• DATASET
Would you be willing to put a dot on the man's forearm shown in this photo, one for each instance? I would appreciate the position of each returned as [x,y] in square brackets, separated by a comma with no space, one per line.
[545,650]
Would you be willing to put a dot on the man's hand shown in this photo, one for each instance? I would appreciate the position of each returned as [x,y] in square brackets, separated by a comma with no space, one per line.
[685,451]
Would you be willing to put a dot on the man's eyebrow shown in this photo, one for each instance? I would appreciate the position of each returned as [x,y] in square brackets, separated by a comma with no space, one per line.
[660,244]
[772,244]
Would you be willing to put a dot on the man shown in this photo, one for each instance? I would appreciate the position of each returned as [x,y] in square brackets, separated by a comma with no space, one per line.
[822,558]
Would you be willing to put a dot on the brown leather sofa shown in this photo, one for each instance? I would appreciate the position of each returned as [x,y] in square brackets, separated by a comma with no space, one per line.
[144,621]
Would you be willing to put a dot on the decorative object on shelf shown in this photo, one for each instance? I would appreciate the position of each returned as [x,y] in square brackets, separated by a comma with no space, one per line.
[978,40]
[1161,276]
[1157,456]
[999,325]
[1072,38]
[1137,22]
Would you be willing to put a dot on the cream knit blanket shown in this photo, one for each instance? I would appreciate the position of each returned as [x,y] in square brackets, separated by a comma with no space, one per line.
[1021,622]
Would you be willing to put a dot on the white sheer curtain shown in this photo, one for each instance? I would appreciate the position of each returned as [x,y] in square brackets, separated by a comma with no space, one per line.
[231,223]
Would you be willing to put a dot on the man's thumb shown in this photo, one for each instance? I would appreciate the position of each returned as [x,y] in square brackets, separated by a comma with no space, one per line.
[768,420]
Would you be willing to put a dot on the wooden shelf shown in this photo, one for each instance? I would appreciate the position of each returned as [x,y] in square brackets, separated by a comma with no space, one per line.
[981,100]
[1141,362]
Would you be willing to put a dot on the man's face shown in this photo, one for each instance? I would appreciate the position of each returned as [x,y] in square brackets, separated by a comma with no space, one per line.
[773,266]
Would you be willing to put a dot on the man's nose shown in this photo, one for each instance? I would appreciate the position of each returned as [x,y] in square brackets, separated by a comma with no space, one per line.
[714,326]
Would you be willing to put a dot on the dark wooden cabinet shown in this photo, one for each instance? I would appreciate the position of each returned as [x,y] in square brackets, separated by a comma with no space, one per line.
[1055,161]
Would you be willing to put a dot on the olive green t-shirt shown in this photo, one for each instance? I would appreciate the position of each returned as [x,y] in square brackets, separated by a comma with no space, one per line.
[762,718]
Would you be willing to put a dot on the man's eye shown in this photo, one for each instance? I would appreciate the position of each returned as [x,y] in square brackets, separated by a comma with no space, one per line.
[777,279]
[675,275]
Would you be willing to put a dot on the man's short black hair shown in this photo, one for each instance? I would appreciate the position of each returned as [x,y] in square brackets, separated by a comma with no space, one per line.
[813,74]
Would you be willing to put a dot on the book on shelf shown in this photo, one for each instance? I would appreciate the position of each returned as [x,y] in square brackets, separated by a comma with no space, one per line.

• WHAT IS REQUIRED
Return the entries above exactly, each one complete.

• COMPLETE RESPONSE
Would you be willing to put a dot on the man's forearm shown in this photo, one for each instance? I would appreciate the position of each returned as [x,y] in square brackets, separated by a comma with no space, one per line.
[545,650]
Would you be willing to put a dot on the man's hand shown in this photo, one for each instance? I would appreciate the position of each returned as [x,y] in square brackets, separated by a comma with no space, one per line.
[685,451]
Would you be willing to put a dot on the man's eyebrow shown in this photo, one for each instance? I would appreciate the position of each returned as [x,y] in square brackets, separated by a comma with no space, one per line.
[660,244]
[772,244]
Would you be willing to put a dot on the man shown in this photo, one for each instance? I would appreciate the position of each returned as [x,y] in square brackets, separated by a comma with no space, one per line.
[822,558]
Would you be willing to put a dot on the brown leather sofa shown in this photo, one for each instance? I would appreciate the position of each returned as [x,y] in square brackets, separated by a comma with no space, one per line.
[144,621]
Would you be willing to put a dot on the decorative object on shelf shown in this photo, one for each instance? I would appreciate the position of each returned as [x,y] in square brackets, separated by a comma with no space, one per line.
[978,40]
[1161,276]
[1157,456]
[999,325]
[1072,38]
[1137,22]
Would you be willing to put a dot on the cream knit blanket shown in this photo, one for each instance? I would appreciate the position of each returned as [x,y] in square brackets, separated by a comma with no space, one per line.
[1021,622]
Would you be willing to put a dot on the white sheer curtain shown in this photo, one for each instance? I would appreciate the position of each returned as [x,y] in square brackets, separated by a comma with no space, one per line.
[231,223]
Would you be willing to put a dot on the man's thumb shown in this photo, one for each instance? I would appreciate the position of each returned as [x,y] in square brackets, separated by a comma with no space, one per line.
[768,420]
Would you be willing to put a dot on the wooden shelf shown in this photo, one for each instance? I would appreciate the position of each returned as [x,y] in square brackets, separated by a comma with no space, one per line.
[981,100]
[1141,362]
Would you be willing to put a dot on the man's face shown in this photo, one for each instance? I would appreciate the position of each returned as [x,y] in square brackets, separated by a comma with no space, one per line.
[773,266]
Would you be willing to put a dot on the man's nose shown in this photo, one for each instance? I would appreciate the position of each returned as [x,y] in square brackets, separated by a comma with no space, one per line.
[714,326]
Would you be willing to put a dot on the dark wooden cabinet shown in this photo, one for each instance? I would appreciate the position of each returned as [x,y] in square brackets, separated by a comma with no space, one per line.
[1055,161]
Would you be willing to put a dot on the olive green t-shirt shown in this photo, one for each instance? I would appreciate the position of each returned as [x,y] in square brackets, separated by a comma with no space, one per line.
[762,718]
Would you be willing to put a dot on the man's eye shown in this photo, one for each instance? I would appreciate the position of each returned as [x,y] in square brackets, separated by a comma with no space, one per line.
[777,279]
[675,275]
Would you be willing to put a dot on the man's short black hair shown in this photo, one for each instance? I would appreciate the position of each returned as [x,y] in square brackets, separated by a comma with no space, one per line.
[813,74]
Would you be willing to put a dot on the book on shelf shown in this photo, one for each instance? I would appreciate the position of each returned as [x,y] in square brackets, separated by a comma with no space, one per line.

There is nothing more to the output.